## BEGIN Extract to read

I hope all of you who celebrate it had a wonderful Christmas and are now looking forward to plenty of great New Year’s festivities. This is one of my favorites times of the year because it gives us a chance to look back on the year that was and remember all of the great things that happened during the last 365 days.

Here at NGN, that means looking back on the last year in the world of film and television, so in the days leading up to January 1, I will be posting some lists of what I consider the best of the TV shows and movies I watched in 2013. I hope you chime in with your own picks in the comments, and, for even more “Best of 2013” fun, go check out frequent NGN Contributor Heather’s lists, too.

Today’s “Best of” post features the 10 most memorable moments that leapt off my TV screen and into my heart this year. Some made me unbelievably happy, some broke my heart, and others made me feel awestruck by the incredible writing or performances that brought them to life.

Source: eonline.com

Source: eonline.com

1. Leslie and Ben Get Married (Parks and Recreation: “Leslie and Ben”)
Everyone loves a wedding, and the people at Parks and Recreation do weddings like no one else on television. Leslie and Ben are my favorite couple on television right now, so I was going to love their wedding no matter what. But the fact that their wedding was filled with so many little nods to their relationship and the show’s history made it even more special. Nothing I saw on TV in 2013 made me happier than this wedding, and it definitely wins my award for most-replayed moment of 2013, too. Oh Parks and Rec, I love you and I like you.

2. Nick and Jess Kiss (New Girl: “Cooler”)
It was the kiss heard ‘round the television world—and for good reason. It’s rare that a moment that was telegraphed for basically an entire episode still manages to surprise me, but that’s exactly what happened with this kiss. I was surprised that it happened after the moment seemed to have passed, but what really surprised me was just how incredible the kiss turned out to be. It was passionate, it was romantic, and, above all else, it was HOT. It was a kiss Jess could never forget, and I think the same could be said for all of us who watched it happen.

3. Dracarys (Game of Thrones: “And Now His Watch Is Ended”)
On a show that prides itself on its cinematic moments, Daenerys freeing the Unsullied stands heads and shoulders above the rest. This moment was one of pure triumph. After watching this young woman who has grown so much claim her full power as the Mother of Dragons, you couldn’t help but cheer for her. Everything about this moment was designed to give audiences the best kind of chills: from Emilia Clarke speaking Valyrian to the pounding of the Unsullied’s spears.

## END Extract to read
## BEGIN Record list

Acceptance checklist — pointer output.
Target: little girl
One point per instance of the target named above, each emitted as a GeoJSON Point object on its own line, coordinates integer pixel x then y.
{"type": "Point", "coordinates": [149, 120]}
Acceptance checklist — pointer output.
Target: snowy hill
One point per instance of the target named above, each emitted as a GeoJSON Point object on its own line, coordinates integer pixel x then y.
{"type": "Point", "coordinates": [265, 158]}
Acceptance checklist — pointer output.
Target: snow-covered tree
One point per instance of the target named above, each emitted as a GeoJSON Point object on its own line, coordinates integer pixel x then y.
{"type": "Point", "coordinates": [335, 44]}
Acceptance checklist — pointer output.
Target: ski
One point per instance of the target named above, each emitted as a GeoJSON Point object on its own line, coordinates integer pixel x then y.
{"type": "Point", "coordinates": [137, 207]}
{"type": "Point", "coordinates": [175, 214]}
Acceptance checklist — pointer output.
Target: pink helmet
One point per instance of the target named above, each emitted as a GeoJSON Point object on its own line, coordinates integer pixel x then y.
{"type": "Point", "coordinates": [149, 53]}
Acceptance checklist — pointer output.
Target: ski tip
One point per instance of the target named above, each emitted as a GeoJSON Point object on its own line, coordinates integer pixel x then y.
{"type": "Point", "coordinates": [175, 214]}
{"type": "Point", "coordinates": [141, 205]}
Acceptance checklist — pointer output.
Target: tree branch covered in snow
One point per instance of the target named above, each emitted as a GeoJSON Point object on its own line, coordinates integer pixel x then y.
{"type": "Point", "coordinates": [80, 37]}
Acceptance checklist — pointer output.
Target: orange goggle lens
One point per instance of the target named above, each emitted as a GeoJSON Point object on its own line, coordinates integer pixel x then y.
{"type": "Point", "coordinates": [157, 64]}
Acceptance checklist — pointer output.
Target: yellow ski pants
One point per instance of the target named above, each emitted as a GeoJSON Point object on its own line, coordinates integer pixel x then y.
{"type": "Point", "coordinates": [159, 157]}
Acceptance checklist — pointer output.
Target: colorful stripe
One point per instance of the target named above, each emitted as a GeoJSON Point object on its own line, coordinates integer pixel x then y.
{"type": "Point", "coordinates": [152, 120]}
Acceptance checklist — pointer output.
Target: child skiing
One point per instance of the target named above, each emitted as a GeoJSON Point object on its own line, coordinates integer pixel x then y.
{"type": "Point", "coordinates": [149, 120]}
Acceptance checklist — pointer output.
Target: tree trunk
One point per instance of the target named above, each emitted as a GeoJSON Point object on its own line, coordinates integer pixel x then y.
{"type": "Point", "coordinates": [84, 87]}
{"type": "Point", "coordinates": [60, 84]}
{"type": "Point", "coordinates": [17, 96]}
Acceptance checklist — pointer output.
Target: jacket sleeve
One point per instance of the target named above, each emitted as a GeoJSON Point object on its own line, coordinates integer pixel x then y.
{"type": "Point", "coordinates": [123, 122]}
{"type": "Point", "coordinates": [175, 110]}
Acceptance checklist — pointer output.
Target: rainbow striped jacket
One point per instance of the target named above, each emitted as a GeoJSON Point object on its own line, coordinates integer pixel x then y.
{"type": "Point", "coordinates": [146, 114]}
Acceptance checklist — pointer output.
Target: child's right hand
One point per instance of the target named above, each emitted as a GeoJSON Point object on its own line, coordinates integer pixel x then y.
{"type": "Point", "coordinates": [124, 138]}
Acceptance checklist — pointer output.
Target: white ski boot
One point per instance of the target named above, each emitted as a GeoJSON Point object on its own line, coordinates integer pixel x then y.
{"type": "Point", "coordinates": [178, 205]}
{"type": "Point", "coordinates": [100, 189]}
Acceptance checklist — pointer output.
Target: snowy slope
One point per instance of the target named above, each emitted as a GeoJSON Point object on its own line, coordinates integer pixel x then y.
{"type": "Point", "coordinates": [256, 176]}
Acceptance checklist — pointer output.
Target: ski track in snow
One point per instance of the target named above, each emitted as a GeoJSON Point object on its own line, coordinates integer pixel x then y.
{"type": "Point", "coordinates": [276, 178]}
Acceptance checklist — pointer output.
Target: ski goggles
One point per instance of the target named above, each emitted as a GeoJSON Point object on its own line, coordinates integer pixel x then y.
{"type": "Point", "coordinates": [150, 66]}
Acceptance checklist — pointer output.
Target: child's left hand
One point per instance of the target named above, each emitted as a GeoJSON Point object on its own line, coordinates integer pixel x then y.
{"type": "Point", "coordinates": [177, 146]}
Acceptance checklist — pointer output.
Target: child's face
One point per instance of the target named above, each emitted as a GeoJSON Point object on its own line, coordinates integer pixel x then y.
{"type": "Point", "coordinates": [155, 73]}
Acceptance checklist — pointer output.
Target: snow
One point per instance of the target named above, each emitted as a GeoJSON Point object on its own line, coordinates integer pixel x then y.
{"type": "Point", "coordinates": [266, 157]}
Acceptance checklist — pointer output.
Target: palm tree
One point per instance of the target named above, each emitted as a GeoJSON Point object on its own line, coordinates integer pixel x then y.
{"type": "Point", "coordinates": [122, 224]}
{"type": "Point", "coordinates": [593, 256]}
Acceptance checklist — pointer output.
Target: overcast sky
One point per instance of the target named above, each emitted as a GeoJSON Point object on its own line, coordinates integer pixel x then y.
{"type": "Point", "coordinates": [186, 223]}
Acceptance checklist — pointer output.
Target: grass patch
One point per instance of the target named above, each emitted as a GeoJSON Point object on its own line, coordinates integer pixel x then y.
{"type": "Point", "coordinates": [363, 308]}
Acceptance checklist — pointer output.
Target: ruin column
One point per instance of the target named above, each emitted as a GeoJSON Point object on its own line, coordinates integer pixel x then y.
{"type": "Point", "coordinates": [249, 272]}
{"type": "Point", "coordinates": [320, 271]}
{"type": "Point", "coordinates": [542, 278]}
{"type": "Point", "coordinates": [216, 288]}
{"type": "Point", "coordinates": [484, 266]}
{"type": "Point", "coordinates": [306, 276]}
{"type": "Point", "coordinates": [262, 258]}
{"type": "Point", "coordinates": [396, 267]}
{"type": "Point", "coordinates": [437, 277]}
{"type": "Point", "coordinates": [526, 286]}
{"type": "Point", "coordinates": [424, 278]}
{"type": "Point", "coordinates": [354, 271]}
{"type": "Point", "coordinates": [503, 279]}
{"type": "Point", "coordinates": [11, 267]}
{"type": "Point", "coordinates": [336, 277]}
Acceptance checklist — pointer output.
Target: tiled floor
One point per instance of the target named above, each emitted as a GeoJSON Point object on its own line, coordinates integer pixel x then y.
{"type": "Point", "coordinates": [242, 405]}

## END Record list

[Set task 1]: List every television series named in the numbered entries of the post about memorable TV moments of 2013.
[Set task 2]: Edit the post about memorable TV moments of 2013: rewrite everything from "2. Nick and" down to "watched it happen.", replacing "Jess" with "Jessica".
The records have no role in this work.

[Task result 1]:
Parks and Recreation
New Girl
Game of Thrones

[Task result 2]:
2. Nick and Jessica Kiss (New Girl: “Cooler”)
It was the kiss heard ‘round the television world—and for good reason. It’s rare that a moment that was telegraphed for basically an entire episode still manages to surprise me, but that’s exactly what happened with this kiss. I was surprised that it happened after the moment seemed to have passed, but what really surprised me was just how incredible the kiss turned out to be. It was passionate, it was romantic, and, above all else, it was HOT. It was a kiss Jessica could never forget, and I think the same could be said for all of us who watched it happen.